Text -
There are no arrangements between Oliver Press or any of its Nominees and any other person, pursuant to which any person is to be selected as such. There is no family relationship between persons nominated to become directors.
SECTION 16(a) BENEFICIAL OWNERSHIP REPORTING COMPLIANCE
To the knowledge of Oliver Press, there was no participant, as described in this Preliminary Proxy Statement, who, at any time during the fiscal year ended December 31, 2007, failed to file on a timely basis the reports required by Section 16(a) of the Securities Exchange Act of 1934, as amended, with respect to beneficial ownership of the Company’s securities during the most recent fiscal year.
ABSENCE OF APPRAISAL RIGHTS
Under Delaware law, you do not have appraisal rights in connection with our solicitation of proxies.
OTHER MATTERS AND ADDITIONAL INFORMATION
Other Matters
Other than those discussed above, Oliver Press is unaware of any other matters to be considered at the Annual Meeting. However, should other matters, which Oliver Press is not aware of a reasonable time before this solicitation, be brought before the Annual Meeting, the persons named as proxies on the enclosed WHITE proxy card will vote on such matters in their discretion.

Prompt A -
Answer these from the proxy statement excerpt:
(i) Under which state's law do readers lack appraisal rights?
(ii) What date did the fiscal year covered by the Section 16(a) statement end?
(iii) What color is the enclosed proxy card?
Prompt B -
Shorten the paragraph of the proxy statement excerpt that opens "Other than those discussed above," keeping its main facts.
Prompt C -
Change "Nominees" to "Candidates" in the proxy statement excerpt, starting with "There are no" and going on through "to become directors.".
The rows that follow were taken from a different source than the proxy statement excerpt.

Data shown -
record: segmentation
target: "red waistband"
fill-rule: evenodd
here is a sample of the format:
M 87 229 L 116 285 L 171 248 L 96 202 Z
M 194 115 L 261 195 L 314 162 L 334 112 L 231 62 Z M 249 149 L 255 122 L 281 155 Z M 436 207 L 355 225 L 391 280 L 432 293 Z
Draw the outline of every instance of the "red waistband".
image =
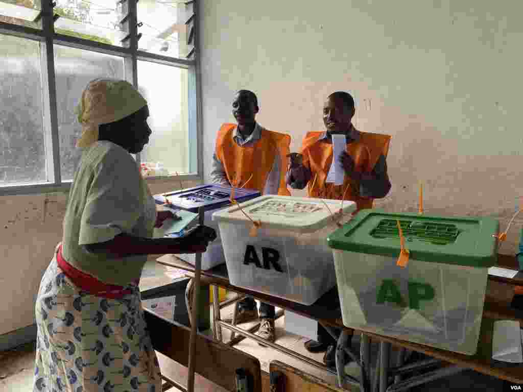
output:
M 62 256 L 62 245 L 60 245 L 56 252 L 56 261 L 58 267 L 63 271 L 71 280 L 81 290 L 98 297 L 103 297 L 110 299 L 120 298 L 127 294 L 131 294 L 130 290 L 124 290 L 122 286 L 113 284 L 106 284 L 100 282 L 94 276 L 82 272 L 71 266 L 65 260 Z M 137 284 L 139 279 L 135 281 Z

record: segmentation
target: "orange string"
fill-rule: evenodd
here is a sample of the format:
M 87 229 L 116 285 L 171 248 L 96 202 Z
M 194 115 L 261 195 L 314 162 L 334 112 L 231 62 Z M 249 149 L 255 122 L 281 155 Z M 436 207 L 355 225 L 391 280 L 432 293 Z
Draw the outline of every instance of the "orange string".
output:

Correct output A -
(i) Delaware
(ii) December 31, 2007
(iii) White

Correct output B -
Oliver Press knows of no other matters for the Annual Meeting. If other matters that it did not know of a reasonable time before this solicitation come up, the proxies named on the enclosed WHITE proxy card will vote on them at their discretion.

Correct output C -
There are no arrangements between Oliver Press or any of its Candidates and any other person, pursuant to which any person is to be selected as such. There is no family relationship between persons nominated to become directors.